## Start
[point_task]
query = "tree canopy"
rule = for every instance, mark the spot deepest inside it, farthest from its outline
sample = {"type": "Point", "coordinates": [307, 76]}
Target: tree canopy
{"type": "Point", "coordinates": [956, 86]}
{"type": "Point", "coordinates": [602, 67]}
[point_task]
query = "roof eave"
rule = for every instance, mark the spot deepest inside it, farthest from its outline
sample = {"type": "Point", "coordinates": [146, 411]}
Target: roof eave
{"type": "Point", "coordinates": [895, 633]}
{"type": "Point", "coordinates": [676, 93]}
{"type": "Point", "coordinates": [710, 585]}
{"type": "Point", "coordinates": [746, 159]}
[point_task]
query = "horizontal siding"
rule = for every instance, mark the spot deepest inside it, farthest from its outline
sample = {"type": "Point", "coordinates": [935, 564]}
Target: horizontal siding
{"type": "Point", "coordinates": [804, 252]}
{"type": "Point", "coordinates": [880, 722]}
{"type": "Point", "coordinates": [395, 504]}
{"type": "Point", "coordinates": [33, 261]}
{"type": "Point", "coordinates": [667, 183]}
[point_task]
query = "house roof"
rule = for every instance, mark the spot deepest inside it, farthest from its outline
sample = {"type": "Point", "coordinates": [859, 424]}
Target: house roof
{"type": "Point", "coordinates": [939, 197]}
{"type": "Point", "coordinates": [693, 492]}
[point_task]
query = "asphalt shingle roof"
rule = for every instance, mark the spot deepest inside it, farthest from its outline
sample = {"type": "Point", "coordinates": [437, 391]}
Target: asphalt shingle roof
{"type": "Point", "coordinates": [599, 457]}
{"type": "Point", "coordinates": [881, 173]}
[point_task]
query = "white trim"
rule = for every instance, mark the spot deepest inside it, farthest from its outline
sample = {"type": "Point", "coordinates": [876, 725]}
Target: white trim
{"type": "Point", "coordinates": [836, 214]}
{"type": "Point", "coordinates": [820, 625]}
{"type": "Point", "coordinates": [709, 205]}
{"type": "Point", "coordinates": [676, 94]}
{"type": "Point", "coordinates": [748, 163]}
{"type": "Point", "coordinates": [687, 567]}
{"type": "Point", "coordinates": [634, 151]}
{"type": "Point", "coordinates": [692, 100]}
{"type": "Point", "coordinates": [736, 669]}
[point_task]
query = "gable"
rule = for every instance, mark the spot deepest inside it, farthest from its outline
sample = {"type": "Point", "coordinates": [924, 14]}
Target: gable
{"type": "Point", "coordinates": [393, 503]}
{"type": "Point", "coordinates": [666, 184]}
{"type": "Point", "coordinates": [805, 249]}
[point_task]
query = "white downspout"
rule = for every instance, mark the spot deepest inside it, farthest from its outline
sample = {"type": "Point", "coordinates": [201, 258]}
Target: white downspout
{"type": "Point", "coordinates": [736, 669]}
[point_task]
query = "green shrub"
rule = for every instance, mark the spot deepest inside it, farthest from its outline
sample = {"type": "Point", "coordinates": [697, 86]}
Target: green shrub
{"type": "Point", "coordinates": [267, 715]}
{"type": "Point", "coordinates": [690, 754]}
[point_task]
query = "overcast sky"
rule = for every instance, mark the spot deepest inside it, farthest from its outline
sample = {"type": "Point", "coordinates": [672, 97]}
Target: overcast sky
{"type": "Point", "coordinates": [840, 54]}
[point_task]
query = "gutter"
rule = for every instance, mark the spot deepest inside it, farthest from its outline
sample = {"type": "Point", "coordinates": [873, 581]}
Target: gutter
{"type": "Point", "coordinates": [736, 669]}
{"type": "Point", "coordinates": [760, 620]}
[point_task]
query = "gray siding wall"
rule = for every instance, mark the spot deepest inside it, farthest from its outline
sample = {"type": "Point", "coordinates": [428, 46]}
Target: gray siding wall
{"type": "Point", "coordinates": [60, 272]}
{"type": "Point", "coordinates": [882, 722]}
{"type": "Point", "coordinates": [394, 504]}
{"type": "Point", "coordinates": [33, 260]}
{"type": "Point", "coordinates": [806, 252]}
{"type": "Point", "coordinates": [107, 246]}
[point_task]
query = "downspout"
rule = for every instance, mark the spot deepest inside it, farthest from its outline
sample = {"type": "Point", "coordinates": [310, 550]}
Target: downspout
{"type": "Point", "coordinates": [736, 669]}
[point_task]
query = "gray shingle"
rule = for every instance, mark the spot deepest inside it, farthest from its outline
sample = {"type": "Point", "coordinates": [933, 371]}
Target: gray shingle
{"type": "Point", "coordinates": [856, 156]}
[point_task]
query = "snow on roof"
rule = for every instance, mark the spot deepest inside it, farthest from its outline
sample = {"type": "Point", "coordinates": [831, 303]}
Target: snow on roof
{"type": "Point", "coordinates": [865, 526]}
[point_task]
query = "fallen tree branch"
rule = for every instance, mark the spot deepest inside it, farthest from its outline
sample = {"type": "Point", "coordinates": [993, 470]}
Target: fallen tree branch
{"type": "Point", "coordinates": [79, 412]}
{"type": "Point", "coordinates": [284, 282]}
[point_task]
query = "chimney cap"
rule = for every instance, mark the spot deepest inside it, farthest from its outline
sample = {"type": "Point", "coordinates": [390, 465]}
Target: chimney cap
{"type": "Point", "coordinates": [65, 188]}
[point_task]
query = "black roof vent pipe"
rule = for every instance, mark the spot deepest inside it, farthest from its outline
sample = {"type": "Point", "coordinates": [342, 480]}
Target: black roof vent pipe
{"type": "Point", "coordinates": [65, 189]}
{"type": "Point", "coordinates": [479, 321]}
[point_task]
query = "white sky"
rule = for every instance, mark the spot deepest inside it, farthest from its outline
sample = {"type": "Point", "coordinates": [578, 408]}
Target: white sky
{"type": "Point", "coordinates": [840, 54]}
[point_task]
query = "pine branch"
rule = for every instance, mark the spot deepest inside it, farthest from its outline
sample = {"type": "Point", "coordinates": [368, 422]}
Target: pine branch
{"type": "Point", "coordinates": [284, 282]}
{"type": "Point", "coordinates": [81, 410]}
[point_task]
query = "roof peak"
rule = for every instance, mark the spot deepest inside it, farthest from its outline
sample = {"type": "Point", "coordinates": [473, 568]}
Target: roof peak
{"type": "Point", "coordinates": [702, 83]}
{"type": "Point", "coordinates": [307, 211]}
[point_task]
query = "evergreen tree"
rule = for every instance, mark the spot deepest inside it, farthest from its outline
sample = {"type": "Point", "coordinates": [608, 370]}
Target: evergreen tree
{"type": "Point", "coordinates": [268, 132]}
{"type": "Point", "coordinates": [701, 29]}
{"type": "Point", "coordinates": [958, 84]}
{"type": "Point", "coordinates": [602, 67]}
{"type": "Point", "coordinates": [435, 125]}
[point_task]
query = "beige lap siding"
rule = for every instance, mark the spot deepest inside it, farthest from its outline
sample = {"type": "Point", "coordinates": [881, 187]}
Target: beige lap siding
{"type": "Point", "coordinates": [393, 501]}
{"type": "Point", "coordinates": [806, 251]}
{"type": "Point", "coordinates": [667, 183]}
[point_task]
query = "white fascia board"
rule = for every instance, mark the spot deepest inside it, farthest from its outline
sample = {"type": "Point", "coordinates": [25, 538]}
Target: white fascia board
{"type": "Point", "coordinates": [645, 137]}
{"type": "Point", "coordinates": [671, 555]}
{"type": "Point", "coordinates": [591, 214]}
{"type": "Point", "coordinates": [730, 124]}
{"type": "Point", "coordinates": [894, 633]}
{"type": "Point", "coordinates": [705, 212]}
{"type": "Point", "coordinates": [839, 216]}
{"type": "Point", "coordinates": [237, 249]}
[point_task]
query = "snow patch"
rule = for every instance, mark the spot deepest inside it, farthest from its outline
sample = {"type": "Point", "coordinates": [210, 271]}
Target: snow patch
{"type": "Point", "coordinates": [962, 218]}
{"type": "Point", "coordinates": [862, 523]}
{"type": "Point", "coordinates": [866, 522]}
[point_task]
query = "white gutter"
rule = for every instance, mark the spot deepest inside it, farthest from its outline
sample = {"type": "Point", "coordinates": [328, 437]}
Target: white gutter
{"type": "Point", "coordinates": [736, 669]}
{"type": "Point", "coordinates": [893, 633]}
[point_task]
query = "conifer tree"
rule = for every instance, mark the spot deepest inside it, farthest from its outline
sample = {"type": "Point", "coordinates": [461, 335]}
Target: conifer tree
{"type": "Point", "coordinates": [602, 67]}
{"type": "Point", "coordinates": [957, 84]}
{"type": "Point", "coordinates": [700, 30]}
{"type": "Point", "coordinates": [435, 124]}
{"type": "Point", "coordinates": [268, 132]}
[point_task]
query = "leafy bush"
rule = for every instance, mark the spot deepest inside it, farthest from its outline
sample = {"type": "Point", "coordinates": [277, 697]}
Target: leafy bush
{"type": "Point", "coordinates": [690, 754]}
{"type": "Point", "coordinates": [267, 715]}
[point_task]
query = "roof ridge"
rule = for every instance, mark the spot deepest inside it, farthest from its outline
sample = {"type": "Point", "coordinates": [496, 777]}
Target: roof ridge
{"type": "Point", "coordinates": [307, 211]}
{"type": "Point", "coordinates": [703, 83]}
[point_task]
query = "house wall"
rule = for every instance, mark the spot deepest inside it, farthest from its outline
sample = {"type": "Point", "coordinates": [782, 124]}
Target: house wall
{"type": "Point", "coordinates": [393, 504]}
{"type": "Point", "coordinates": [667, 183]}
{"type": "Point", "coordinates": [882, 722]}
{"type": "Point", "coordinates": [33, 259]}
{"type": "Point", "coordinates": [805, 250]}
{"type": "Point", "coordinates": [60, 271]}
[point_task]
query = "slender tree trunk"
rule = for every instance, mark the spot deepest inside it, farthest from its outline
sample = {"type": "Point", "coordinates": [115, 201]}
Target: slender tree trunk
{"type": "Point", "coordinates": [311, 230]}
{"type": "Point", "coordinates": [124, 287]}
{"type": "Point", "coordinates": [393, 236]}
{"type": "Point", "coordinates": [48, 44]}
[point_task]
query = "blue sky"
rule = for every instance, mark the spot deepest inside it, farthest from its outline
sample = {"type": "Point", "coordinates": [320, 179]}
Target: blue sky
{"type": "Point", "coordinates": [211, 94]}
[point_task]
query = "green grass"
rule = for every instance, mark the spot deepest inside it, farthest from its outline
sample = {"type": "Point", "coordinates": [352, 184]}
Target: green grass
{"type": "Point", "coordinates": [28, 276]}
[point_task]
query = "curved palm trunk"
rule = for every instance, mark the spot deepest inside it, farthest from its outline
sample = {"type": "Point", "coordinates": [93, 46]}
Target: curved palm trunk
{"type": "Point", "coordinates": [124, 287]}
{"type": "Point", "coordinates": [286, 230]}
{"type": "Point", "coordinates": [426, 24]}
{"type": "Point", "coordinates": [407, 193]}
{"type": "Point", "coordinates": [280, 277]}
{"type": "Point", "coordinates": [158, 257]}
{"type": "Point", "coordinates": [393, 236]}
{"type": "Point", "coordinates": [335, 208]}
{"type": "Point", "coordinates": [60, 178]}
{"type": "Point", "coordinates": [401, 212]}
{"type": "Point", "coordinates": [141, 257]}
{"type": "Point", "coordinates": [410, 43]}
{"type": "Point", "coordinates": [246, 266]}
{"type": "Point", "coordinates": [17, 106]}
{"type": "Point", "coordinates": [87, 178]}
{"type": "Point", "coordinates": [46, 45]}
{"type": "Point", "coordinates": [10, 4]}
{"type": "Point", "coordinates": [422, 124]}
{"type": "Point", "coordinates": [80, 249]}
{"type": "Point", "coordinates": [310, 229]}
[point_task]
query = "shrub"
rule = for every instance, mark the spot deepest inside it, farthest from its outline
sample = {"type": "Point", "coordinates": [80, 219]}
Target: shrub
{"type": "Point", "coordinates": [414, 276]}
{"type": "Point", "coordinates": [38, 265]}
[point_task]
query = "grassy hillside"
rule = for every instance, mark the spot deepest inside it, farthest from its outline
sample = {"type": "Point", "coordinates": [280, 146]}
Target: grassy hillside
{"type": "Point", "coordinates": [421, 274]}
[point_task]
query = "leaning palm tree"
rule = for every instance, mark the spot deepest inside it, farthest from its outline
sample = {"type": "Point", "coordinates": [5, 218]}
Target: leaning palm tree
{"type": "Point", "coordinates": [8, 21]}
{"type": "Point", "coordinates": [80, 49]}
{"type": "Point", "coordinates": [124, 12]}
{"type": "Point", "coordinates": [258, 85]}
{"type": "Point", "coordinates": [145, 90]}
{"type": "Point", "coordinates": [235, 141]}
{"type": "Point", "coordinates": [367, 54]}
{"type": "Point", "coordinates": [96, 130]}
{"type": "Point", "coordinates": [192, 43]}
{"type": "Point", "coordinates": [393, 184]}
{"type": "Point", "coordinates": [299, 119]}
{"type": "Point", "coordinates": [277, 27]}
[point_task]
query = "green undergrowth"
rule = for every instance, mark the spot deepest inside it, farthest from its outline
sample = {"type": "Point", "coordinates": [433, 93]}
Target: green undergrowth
## End
Gather every line in the material above that contains the string "wall" and copy each of those lines out. Letter case counts.

THE REPLY —
query = "gray siding wall"
Target: gray siding wall
query = "house wall"
Target: house wall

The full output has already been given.